TEXT SHOWN:
A film-maker might at last show us what the historians have so far failed to do and that is instil in us a sense of what happened in Darwin 66 years ago when the Japanese planes rained bombs and bullets on the city.

If Luhrmann is successful in telling the story of the bombing of Darwin it will no longer be a part of our history hidden behind some sort of weird conspiracy of denial, but will become as everyday as Gallipoli, Kokoda and Long Tan.

Mark David Ryan, lecturer in Australian Film at the Queensland University of Technology, describes Baz Luhrmann's decision to name his film Australia `a brave and bold move'. Naming it Australia proclaims that the film has captured the essence of who we are as Australians.

It says who we are, what we are, how we think and what we think of the world and it projects this mix of the Australian identity around the world.
If Australia takes off and becomes the international box office success Mr Ryan fervently hopes it will become, tens of millions of people around the world will see in us what they see in the characters Baz Luhrmann uses to move his story along.

Paul Hogan's 1986 blockbuster Crocodile Dundee has a lot to answer for in how Australians are viewed overseas.

Mr Ryan said that Australia, from an international perspective, was still very much a land where men walk around in vests made from crocodile skins and wear cheap felt hats, the bands of which are studded with imitation croc's teeth. This probably explains why we sometimes see tourist coaches disgorge small armies of Americans who otherwise are dressed normally except for the fact they are wearing badly made felt hats festooned with plastic crocodile teeth.

They think they look Australian. Sadly, no one ever seems to tell them the inconvenient truth.

In America, in particular, where Croc Dundee was a smash hit, it's still very much `throw another shrimp on the barbie, cobber'.

``International audiences still relate to Crocodile Dundee. Now, with (the film) Australia, there is the potential to reframe the way in which the world thinks of Australia as a country and how we see ourselves,'' Mr Ryan said.

He thinks the film will inevitably cop some criticism purely because Baz Luhrmann was bold enough to call it Australia.

INFORMATION SUPPLIED:
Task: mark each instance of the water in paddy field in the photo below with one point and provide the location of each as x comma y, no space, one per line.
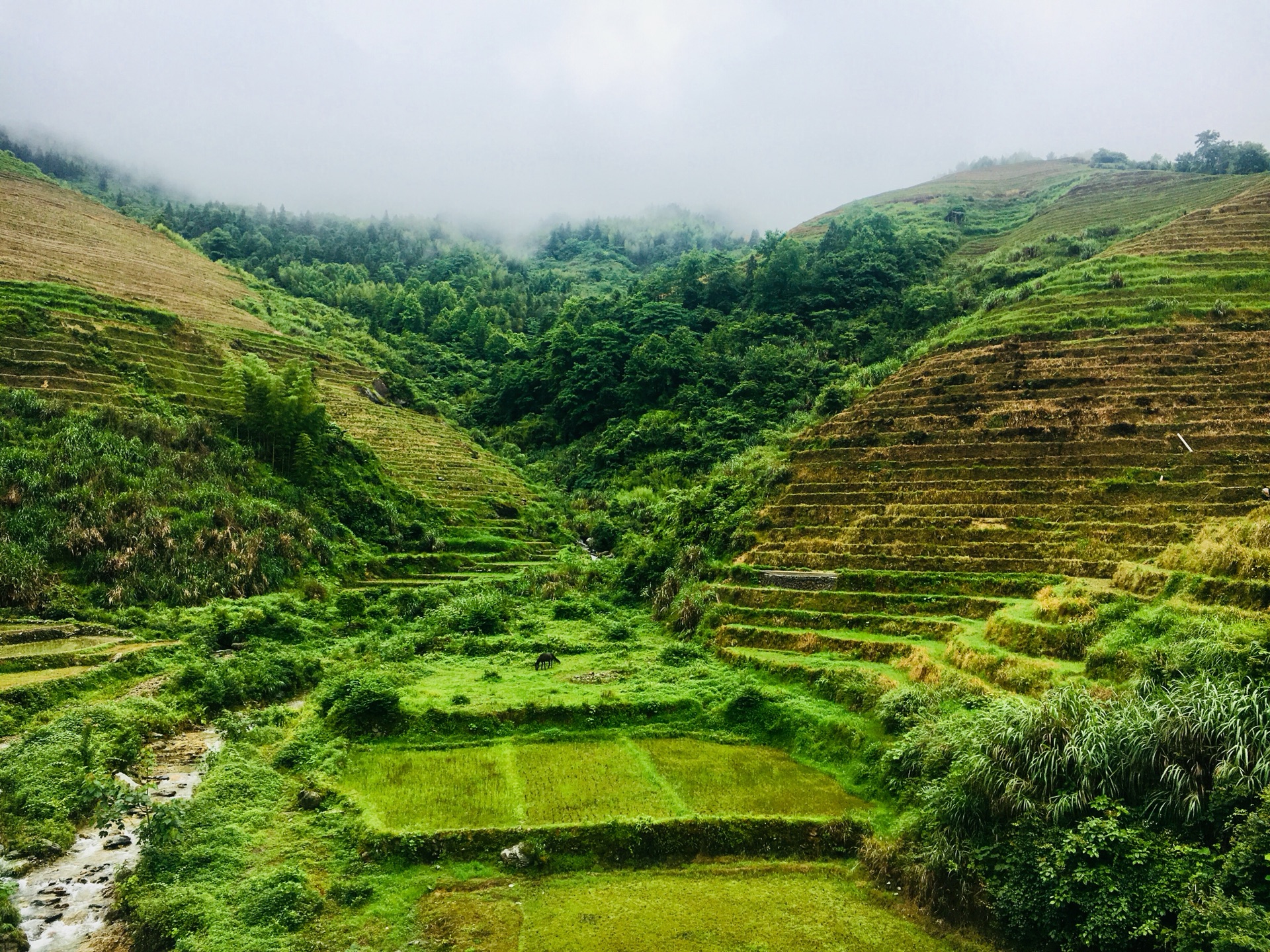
65,902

JOB A:
Answer these questions from the article on the film Australia, one answer per line, marked the same way:
(i) How long ago did the Japanese bombing of Darwin take place?
(ii) At which university does Mark David Ryan lecture?
(iii) In what year did Crocodile Dundee come out?
JOB B:
In the article on the film Australia, shorten the paragraph beginning "Mr Ryan said that Australia, from an international perspective" and keep its main facts.
JOB C:
Decide whether each statement agrees with the article on the film Australia. Answer yes or no and quote the words that settle it.
(i) Ryan called the choice of Australia as the film's title a brave and bold move.
(ii) Crocodile Dundee did poorly in America.
(iii) Ryan expects the film to avoid criticism.

ANSWER A:
(i) 66 years ago
(ii) The Queensland University of Technology
(iii) 1986

ANSWER B:
Mr Ryan said the world still sees Australia as a land of men in crocodile-skin vests and cheap felt hats with imitation croc's teeth in the bands. This probably explains why tourist coaches sometimes unload groups of otherwise normally dressed Americans wearing badly made felt hats covered in plastic crocodile teeth.

ANSWER C:
(i) Yes: "describes Baz Luhrmann's decision to name his film Australia `a brave and bold move'"
(ii) No: "In America, in particular, where Croc Dundee was a smash hit"
(iii) No: "He thinks the film will inevitably cop some criticism purely because Baz Luhrmann was bold enough to call it Australia."